__Given request 1__
Answer these questions about the reflection:
(a) What acronym was imprinted on the rubber bracelets?
(b) What did the word translated as "meek" refer to?
(c) In the Hasidic story, who lays down his broom?
++++ Text block
I am a failed - and failing - human in need of mercy and forgiveness. These are my credentials. Jesus looms large in my life. He loves me and I love Him. Remember the rubber bracelets imprinted WWJD (the acronym for What Would Jesus Do)? Perhaps the first question might be “What DID Jesus do? He was certainly no stranger to trouble. Peaceful but resolute. He didn’t force himself on others nor did he waiver in his message. Even at death’s door. At the heart of his ministry: a passion for the poor, for children, widows, lepers, the downtrodden, for “the least of these”, for the most vulnerable in society. He overturned the tables of the money changers in the Temple because of where they sat. In front of the Court of the Gentiles. Unable to enter the Temple, the Gentiles were allotted a place near the entrance to worship their gods. The sound of animals being sold as sacrificial offerings in the Temple, the shouts of the moneychangers and the noise of the crowds would have disrupted the Temple. Better to bother the Gentiles. Did Jesus demur? No, he overturned the tables and loosed his wrath, all in defense of the least of these.
In the Sermon on the Mount, he said, “Blessed are the meek.” But meek isn’t synonymous with weak and wishy-washy. The word from which this was translated referred to domesticated animals such as horses and oxen, powerful creatures who submitted their will to a master. When two are equally yoked - respecting each other, each willing to pull a share of the load - much can be accomplished for the greater good.
I know that it is not enough to recognize rhetoric and call others out. Feels good for a little while. But I seem always to have some sweeping up of my own to do. Daily. My up-front, ready-for-prime-time visible stuff isn’t nearly as important as what lurks out back. Hidden from public viewing, the detritus of life accumulates. My prejudices and opinions. My scars and fears. Lists of labels. These fence-builders and shadow-casters grow larger with neglect.
Yet even a personal inventory can be a thing of pride. Here’s an old Hasidic story. The rabbi enters the synagogue, lies prostrate on the steps in front of the altar. “I am nothing, Lord!” he cries out. “I am nothing.” Upon hearing this, the cantor joins him, repeating the rabbi’s words. Touched by these leaders, the cleaner lays down his broom and lies down where he is. “I am the least of these, Lord. I am nothing.” At which point, the rabbi glances at the poor man and says to the cantor, “Look who thinks he’s nobody.”
“Clean around your own back door, Celeste.”
Time spent DE-planking: a good thing.
++++++++
__Given request 2__
Rewrite the part of the listing that starts at the line containing "The query is: metal railing" and ends with the last line of the listing, both included, keeping the requests. Multiply every box coordinate in the answers by 1.9 and round to whole numbers, with halves rounded up.
++++ Information shown
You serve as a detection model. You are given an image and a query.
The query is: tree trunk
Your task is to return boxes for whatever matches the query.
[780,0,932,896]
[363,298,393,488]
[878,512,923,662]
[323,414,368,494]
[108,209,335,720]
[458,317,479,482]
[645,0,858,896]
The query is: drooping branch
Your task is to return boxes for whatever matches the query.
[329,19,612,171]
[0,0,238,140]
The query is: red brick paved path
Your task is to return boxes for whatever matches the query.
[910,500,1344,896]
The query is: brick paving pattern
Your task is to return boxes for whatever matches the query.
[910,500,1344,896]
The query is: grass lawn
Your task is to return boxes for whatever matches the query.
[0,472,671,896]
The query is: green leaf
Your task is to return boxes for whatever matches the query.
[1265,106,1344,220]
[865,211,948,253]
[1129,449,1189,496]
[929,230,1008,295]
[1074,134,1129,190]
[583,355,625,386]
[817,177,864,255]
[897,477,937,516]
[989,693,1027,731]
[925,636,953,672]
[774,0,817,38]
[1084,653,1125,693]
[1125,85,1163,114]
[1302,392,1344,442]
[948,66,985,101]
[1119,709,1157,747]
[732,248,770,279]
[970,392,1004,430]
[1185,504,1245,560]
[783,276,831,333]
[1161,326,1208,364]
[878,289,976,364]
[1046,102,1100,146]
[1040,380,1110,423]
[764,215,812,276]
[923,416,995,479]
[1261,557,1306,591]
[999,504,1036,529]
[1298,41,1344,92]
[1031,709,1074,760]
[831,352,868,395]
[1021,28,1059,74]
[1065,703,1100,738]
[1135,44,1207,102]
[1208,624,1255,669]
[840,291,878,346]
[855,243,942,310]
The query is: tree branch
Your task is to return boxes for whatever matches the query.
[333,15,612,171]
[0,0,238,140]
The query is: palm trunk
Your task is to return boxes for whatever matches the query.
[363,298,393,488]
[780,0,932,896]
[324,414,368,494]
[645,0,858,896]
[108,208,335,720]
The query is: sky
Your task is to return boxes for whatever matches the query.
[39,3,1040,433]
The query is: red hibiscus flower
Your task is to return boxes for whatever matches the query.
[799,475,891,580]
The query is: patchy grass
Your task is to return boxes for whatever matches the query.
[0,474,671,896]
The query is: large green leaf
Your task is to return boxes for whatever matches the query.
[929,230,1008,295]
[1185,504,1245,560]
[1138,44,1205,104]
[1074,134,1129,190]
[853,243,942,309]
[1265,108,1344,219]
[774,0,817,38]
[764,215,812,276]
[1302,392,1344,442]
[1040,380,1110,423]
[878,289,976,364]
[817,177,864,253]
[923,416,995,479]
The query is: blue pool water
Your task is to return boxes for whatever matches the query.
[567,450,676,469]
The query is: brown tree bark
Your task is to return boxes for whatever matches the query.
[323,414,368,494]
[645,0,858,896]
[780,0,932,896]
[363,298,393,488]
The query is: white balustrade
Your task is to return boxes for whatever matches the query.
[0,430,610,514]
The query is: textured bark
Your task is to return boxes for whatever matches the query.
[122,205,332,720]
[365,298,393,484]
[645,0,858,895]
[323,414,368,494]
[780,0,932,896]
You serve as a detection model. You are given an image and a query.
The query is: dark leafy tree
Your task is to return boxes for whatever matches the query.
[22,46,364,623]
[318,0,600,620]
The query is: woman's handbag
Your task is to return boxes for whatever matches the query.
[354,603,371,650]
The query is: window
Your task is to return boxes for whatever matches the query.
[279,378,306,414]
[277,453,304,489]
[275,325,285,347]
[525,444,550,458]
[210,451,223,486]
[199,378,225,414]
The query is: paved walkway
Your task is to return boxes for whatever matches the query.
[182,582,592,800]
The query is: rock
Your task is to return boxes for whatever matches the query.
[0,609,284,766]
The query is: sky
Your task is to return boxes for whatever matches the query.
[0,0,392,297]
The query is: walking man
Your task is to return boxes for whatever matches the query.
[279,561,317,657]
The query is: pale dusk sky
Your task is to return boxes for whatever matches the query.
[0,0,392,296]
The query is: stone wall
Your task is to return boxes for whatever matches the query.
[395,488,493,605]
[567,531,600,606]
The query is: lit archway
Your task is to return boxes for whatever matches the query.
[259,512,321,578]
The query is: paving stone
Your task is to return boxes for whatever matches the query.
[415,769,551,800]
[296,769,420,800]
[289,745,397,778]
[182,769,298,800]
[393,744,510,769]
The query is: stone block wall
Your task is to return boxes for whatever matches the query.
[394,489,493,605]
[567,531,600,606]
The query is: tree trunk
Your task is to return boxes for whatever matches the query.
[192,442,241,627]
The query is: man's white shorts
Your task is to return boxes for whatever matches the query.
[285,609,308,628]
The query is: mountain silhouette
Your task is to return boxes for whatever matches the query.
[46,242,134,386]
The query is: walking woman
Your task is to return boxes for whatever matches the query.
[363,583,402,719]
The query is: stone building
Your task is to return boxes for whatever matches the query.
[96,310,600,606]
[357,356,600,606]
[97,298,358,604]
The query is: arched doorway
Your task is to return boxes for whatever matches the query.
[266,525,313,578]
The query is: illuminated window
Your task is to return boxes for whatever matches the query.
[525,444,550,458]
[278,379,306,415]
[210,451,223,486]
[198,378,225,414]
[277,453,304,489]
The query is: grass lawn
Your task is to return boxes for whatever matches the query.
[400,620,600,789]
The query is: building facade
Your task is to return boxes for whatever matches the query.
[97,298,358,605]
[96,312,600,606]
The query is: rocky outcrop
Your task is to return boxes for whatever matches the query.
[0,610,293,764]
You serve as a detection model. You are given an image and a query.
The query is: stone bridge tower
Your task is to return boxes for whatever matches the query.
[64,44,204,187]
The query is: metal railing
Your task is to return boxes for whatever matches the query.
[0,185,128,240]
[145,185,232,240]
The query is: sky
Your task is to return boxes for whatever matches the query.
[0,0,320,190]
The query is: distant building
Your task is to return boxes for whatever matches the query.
++++++++
__Output 1__
(a) WWJD, for What Would Jesus Do.
(b) Domesticated animals such as horses and oxen, powerful creatures who submitted their will to a master.
(c) The cleaner.

__Output 2__
The query is: metal railing
Your task is to return boxes for whatever matches the query.
[0,352,243,456]
[276,352,441,456]
The query is: sky
Your task is to return boxes for whatever matches the query.
[0,0,608,361]
The query is: distant building
Your task is to return boxes for whatever matches the query.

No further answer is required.